[ARBEITSAUFTRAG 1]
Schreiben Sie aus dem Text über Kultur und Qualitätsmanagement den Abschnitt von „Wer wirksame Prozessveränderungen“ bis „Abläufe zu gewährleisten?“ wortgetreu nieder.
[ARBEITSAUFTRAG 2]
Führen Sie den Text über Kultur und Qualitätsmanagement im Anschluss an seinen letzten Satz weiter.

[TEXTAUSZUG]
Wie kann die Kenntnis über den Einfluss der Kultur für das Qualitätsmanagement genutzt werden?

Kultur entsteht als Reaktion auf die herrschenden Verhältnisse in der Organisation. Das bedeutet: Jede Veränderung in den Berichtswegen oder im Zielsystem des Unternehmens, jede Einstellung, jede Versetzung, jede Entlassung, jede Prozessoptimierung und jeder Verbesserungsvorschlag hat Einfluss auf die ausgesprochenen und auch unausgesprochenen Normen, Rituale und Regeln der Zusammenarbeit in den einzelnen Organisationseinheiten. Qualitätsmanager arbeiten also fortlaufend an der Kultur der Organisation – nur eben vielfach unbewusst.

Wer wirksame Prozessveränderungen oder Verbesserungen umsetzen will, muss von vornherein systematisch die Auswirkungen auf die sichtbaren und unsichtbaren Kulturelemente, Rituale und Verhaltensweisen sowie die formalen und informalen Regeln der Zusammenarbeit bedenken:

  • Nutzen Sie interne Audits, um zu erfahren, wie zusammengearbeitet wird? Wie werden Informationen ausgetauscht? Gibt es Rituale, die die Zusammenarbeit prägen? Wo finden sich informale Vorgehensweisen, die als Ausweichbewegungen Lücken in Prozessbeschreibungen kompensieren, um auf diese Weise das Funktionieren der Abläufe zu gewährleisten?

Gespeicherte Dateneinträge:
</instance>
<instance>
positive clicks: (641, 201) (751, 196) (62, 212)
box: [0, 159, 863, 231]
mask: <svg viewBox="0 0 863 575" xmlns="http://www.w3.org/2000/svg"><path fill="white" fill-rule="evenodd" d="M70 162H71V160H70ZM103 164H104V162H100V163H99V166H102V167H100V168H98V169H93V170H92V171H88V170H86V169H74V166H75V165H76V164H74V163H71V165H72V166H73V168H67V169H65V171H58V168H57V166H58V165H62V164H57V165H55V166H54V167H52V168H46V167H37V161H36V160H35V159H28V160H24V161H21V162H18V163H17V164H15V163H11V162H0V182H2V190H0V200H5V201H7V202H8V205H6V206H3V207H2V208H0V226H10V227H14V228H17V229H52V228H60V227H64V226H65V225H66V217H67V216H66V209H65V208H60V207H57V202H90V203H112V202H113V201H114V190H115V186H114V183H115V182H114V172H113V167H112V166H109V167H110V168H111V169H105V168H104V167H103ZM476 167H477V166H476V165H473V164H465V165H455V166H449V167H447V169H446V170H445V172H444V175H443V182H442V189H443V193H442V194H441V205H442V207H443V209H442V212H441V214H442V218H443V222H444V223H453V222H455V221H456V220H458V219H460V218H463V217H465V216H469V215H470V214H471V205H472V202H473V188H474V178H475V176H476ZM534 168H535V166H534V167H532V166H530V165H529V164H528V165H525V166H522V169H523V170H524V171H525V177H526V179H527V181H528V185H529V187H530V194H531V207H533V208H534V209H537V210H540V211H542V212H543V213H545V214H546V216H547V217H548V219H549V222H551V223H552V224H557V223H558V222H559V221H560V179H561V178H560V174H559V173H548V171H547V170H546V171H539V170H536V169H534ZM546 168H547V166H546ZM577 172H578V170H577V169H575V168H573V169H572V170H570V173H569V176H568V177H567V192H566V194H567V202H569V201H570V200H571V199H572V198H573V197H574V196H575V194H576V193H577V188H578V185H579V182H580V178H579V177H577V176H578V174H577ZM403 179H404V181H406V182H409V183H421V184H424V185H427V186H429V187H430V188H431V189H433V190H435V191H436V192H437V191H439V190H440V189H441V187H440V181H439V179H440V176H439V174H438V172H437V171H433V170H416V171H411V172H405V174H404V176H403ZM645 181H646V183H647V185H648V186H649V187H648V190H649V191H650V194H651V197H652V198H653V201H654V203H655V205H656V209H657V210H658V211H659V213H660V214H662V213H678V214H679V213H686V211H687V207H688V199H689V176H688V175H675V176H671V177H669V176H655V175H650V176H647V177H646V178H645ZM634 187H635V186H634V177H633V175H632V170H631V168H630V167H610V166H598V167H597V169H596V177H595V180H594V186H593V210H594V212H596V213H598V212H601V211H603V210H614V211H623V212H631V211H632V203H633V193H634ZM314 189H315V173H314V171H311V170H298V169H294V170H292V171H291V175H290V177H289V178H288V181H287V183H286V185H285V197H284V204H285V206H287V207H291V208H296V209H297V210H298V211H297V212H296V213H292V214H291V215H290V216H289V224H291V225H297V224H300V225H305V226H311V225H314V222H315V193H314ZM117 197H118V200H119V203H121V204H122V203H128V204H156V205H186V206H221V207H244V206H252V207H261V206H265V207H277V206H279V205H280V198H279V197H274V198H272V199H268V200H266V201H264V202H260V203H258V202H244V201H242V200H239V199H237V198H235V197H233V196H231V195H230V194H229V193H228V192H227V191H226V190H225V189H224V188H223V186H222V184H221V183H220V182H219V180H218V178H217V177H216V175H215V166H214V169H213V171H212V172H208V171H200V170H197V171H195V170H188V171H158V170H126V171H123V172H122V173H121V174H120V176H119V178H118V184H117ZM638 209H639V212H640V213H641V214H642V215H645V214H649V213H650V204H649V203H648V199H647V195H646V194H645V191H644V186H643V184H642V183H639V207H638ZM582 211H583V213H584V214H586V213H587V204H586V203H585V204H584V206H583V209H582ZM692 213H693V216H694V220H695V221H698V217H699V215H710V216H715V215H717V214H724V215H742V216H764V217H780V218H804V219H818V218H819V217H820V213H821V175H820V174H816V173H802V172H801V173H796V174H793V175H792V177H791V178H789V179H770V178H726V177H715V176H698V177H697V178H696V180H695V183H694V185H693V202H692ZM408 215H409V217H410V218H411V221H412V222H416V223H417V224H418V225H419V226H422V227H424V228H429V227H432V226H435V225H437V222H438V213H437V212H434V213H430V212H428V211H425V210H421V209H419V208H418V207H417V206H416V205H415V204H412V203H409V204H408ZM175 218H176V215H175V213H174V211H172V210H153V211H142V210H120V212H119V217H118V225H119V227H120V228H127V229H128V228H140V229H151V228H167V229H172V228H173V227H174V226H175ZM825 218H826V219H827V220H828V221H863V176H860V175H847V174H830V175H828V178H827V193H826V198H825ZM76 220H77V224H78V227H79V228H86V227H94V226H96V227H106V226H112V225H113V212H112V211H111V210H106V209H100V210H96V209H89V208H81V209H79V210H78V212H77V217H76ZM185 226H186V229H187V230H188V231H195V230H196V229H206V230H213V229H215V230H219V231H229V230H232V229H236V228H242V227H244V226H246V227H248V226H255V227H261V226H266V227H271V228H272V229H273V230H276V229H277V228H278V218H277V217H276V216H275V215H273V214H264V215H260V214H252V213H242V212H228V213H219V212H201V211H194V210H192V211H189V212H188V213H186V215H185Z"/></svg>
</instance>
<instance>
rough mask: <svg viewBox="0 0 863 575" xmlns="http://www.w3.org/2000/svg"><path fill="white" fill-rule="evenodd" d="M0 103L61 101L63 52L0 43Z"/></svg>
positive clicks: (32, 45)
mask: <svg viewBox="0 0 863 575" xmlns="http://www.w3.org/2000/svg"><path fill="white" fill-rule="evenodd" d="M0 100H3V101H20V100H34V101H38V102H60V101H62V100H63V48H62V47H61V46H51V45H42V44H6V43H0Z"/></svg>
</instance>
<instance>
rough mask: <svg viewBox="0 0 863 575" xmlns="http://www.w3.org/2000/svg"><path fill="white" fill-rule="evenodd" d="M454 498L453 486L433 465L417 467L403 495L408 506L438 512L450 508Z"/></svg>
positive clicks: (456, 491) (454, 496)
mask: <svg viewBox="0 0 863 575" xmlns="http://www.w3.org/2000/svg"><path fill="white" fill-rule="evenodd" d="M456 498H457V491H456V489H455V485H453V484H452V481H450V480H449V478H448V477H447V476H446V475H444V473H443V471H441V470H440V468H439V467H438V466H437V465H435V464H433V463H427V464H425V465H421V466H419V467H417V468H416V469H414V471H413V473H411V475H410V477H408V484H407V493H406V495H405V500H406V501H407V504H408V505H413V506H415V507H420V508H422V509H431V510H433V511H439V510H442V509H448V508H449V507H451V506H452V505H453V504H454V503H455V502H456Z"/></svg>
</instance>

[ANTWORTBEREICH 1]
Wer wirksame Prozessveränderungen oder Verbesserungen umsetzen will, muss von vornherein systematisch die Auswirkungen auf die sichtbaren und unsichtbaren Kulturelemente, Rituale und Verhaltensweisen sowie die formalen und informalen Regeln der Zusammenarbeit bedenken:

  • Nutzen Sie interne Audits, um zu erfahren, wie zusammengearbeitet wird? Wie werden Informationen ausgetauscht? Gibt es Rituale, die die Zusammenarbeit prägen? Wo finden sich informale Vorgehensweisen, die als Ausweichbewegungen Lücken in Prozessbeschreibungen kompensieren, um auf diese Weise das Funktionieren der Abläufe zu gewährleisten?

[ANTWORTBEREICH 2]
  • Beziehen Sie bei der Planung von Verbesserungen oder der Entwicklung des Managementsystems Betroffene mit ein. Was sind ausdrücklich, aber auch nicht explizit geäußerte Erwartungen der Mitarbeiter? Welche Kompetenzen sind vorhanden, die nicht genutzt werden? Wie können mögliche Ängste und Widerstände reduziert werden? Wie sehen formale und informale Kommunikationswege aus?
  • Hinterfragen Sie bei Reklamationen oder Prozessanalysen die Hintergründe der Abweichungen von Vorgaben. Sind die Strukturen so gestaltet, dass Ziele und Erwartungen aller interessierten Parteien unterstützt werden? Wie können sinnvolle und wirksame Prozesse gestaltet werden?

Welche Erfahrungen haben Sie mit der Gestaltung Ihrer Organisationskultur gemacht? Welche Ansätze nutzen Sie in Ihrer Organisation, um eine erwünschte Kulturentwicklung zu fördern? Ich freue mich auf den Austausch mit Ihnen.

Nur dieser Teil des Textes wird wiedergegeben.